▸ SELECTED EXTRACT:

To use this script below, you will first need to obtain a WRDS account through your institution with a username and password, and set up dual authentication through the WRDS site.

###Imports and Setup
Below we install and import one module and three packages that provide useful functions. The module `simple_finance` and the package `wrds` are not included in Colab by default and require installation.

* We use the  `!curl` command to download the custom module `simple_finance.py` from the course GitHub repo.    

* We use the `!pip install`  command to install the WRDS package.  
* The `NumPy` and `Pandas` libraries are already installed in most Python environments, so they can be imported directly without any extra steps.

In [None]:
!curl -O https://raw.githubusercontent.com/boyerb/Investments/master/functions/simple_finance.py
!pip -q install wrds

import simple_finance as sf
import wrds
import numpy as np
import pandas as pd
import matplotlib.pyplot as plt

### Establish a WRDS Connection
When you run the next code block below you will be prompted to enter your WRDS username and password, and then complete dual authentication on your phone. You will then be asked if you want to create a .pgpass file. In local environments such as PyCharm or Visual Studio, a .pgpass file stored on your PC allows you to use the WRDS API without re-entering your credentials each time. In Google Colab, however, the file is saved in the temporary home directory (/root/.pgpass) and will be erased whenever you start a new session.  As such you can just respond "`n`".

In [None]:
db = wrds.Connection()

### Controlling DataFrame Display
By default, Pandas may hide some columns or wrap output across multiple lines when displaying a wide DataFrame. The settings below change this behavior to provide better diaplys of Pandas DataFrames.

In [None]:
pd.set_option('display.max_columns', None)   # Show all columns without truncation
pd.set_option('display.width', 1000)   # Set the display width so output stays on one line

### Download Data
Function: `get_crsp_msf_by_ids`   

**Inputs**
* WRDS database connection object (`db`)
* List of identifiers (tickers or PERMNOS)
* Start date
* End date  

**Output**
* Pandas DataFrame with the desired *monthly* data. A similar function, `sf.get_crsp_dsf_by_ids` will pull daily data.  The variables included in the output DataFrames for these two functions are
* `date`
* `permno`: CRSP permanent security identifier  
* `permco`: CRSP permanent company identifier
* `ticker`
* `comnam`: Company name
* `shrcd`: [Share code](https://wrds-www.wharton.upenn.edu/data-dictionary/form_metadata/crsp_a_stock_msf_identifyinginformation/shrcd/)

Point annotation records
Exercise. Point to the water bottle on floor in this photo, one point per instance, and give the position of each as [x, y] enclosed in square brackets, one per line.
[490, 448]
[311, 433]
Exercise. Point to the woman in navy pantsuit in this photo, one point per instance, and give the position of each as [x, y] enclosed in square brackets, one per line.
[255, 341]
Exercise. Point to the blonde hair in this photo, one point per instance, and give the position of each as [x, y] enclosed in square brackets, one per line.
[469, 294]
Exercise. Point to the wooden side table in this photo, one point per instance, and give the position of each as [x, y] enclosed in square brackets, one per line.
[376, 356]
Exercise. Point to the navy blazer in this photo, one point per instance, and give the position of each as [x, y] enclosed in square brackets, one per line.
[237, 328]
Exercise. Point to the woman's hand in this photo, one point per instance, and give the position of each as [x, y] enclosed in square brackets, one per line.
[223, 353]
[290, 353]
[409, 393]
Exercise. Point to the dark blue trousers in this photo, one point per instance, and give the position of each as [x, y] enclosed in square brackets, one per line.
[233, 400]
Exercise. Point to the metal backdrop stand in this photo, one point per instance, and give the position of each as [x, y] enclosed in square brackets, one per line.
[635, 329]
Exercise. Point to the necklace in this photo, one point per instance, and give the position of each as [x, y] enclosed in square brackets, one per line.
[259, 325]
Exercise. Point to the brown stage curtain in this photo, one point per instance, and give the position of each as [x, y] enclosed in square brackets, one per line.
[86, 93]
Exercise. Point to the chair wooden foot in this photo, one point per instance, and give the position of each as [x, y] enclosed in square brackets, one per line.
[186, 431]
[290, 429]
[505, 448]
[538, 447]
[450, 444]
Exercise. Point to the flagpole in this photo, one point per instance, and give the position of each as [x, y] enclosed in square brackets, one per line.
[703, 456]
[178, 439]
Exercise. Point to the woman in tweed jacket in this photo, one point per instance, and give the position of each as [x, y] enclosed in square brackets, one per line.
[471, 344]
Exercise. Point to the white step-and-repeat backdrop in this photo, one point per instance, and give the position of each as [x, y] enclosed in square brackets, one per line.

▸ TASK: Repeat the passage of the WRDS notebook text from "###Imports and Setup" up to and including "and require installation.". The items were taken from a different source than the text.

▸ FULL OUTPUT:
###Imports and Setup
Below we install and import one module and three packages that provide useful functions. The module `simple_finance` and the package `wrds` are not included in Colab by default and require installation.